_Excerpted text_.

■ ■ ■

Re: Squid and Communicator Part II

From: Dave Zarzycki <zarzycki@dont-contact.us>
Date: Sat, 26 Jul 97 22:31:55 -0700

>One more thing.. is it just me or is there an "anti-caching" sentiment
>arising in the corporate giants? - what with Micro$oft sending "expired
>last millenium headers" and Net$cape doing this - it makes one wonder
>which way the world is going... I don't know about Netscape and M$, but
>nobody I know gets free bandwidth...

From what I have noticed, some web server admins don't like placing trust
in caching servers to deliver the most up to date page. On the other
hand, the latest version of Netscape doesn't trust the cache either... It
is too bad that caching servers are a great idea, but end users don't
quite understand how it helps them (without some explanation). Then
again, I have had a hard time trying to convince my superiors/co-workers
at school/work to use squid when the mentality is, "If it ain't broke,
don't fix it!" Not to mention when I tell them that 2-8GB of disk and
64-256MB of RAM is needed... ;-)

■ ■ ■

_Information supplied_.
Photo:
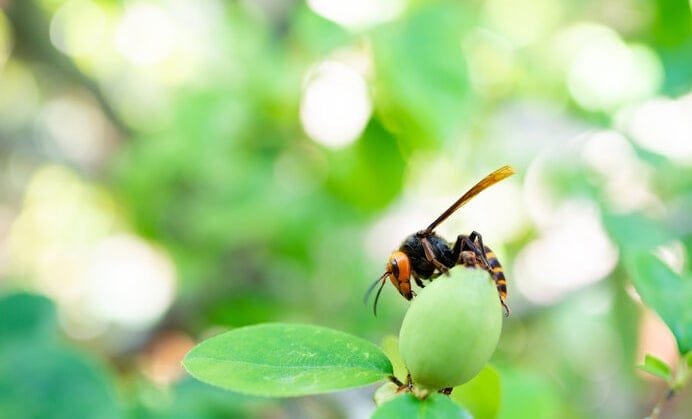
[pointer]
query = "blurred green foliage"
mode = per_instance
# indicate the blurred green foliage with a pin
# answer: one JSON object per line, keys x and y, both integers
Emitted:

■ ■ ■

_Exercise_. Reproduce the mailing-list reply about Squid and caching in full, with every line unchanged.

_Written answer_.
Re: Squid and Communicator Part II

From: Dave Zarzycki <zarzycki@dont-contact.us>
Date: Sat, 26 Jul 97 22:31:55 -0700

>One more thing.. is it just me or is there an "anti-caching" sentiment
>arising in the corporate giants? - what with Micro$oft sending "expired
>last millenium headers" and Net$cape doing this - it makes one wonder
>which way the world is going... I don't know about Netscape and M$, but
>nobody I know gets free bandwidth...

From what I have noticed, some web server admins don't like placing trust
in caching servers to deliver the most up to date page. On the other
hand, the latest version of Netscape doesn't trust the cache either... It
is too bad that caching servers are a great idea, but end users don't
quite understand how it helps them (without some explanation). Then
again, I have had a hard time trying to convince my superiors/co-workers
at school/work to use squid when the mentality is, "If it ain't broke,
don't fix it!" Not to mention when I tell them that 2-8GB of disk and
64-256MB of RAM is needed... ;-)